Ya the mallard machine spins WAY too fast. If you know your electronics well enough you could slow it down just give it high reistance, there are many different ways to do this


----------



## nobes

Yeah i figured it would, i'm not smart enough to slow it down. I'm going to try some wiper motors, called the local junk yard and they said 6 bucks....You must want the older motors? The new ones have a switchboard/eletrical box with them that has something to do with shuting off the vehicle. Are there any models that work the best?


----------



## Andy Weber

nobes said:


> Yeah i figured it would, i'm not smart enough to slow it down. I'm going to try some wiper motors, called the local junk yard and they said 6 bucks....You must want the older motors? The new ones have a switchboard/eletrical box with them that has something to do with shuting off the vehicle. Are there any models that work the best?


1990 chevy is a basic one


----------



## Tuleman

Hey guys. Great thread. I have a rotary built like the pics above, but still need help. I bought a wiper motor out of a 95 ford bronco from the local salvage place. It has a 6 wire harness coming out of the thing. I had thought that the wires were for the different delay times for the intermittent wipers and would be able to pick my speed from the different wires. I haven't been able to figure out how to get the thing hooked to a battery and run. In fact, haven't been able to get any combination of the wires to even make the thing turn. Any help would be appreciated.

Source material ::
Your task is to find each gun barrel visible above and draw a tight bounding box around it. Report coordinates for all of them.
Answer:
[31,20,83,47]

Task statement ::
Reproduce the portion of the wiper motor thread above between "1990 chevy is" and "would be appreciated.", inclusive.

Reply ::
1990 chevy is a basic one


----------



## Tuleman

Hey guys. Great thread. I have a rotary built like the pics above, but still need help. I bought a wiper motor out of a 95 ford bronco from the local salvage place. It has a 6 wire harness coming out of the thing. I had thought that the wires were for the different delay times for the intermittent wipers and would be able to pick my speed from the different wires. I haven't been able to figure out how to get the thing hooked to a battery and run. In fact, haven't been able to get any combination of the wires to even make the thing turn. Any help would be appreciated.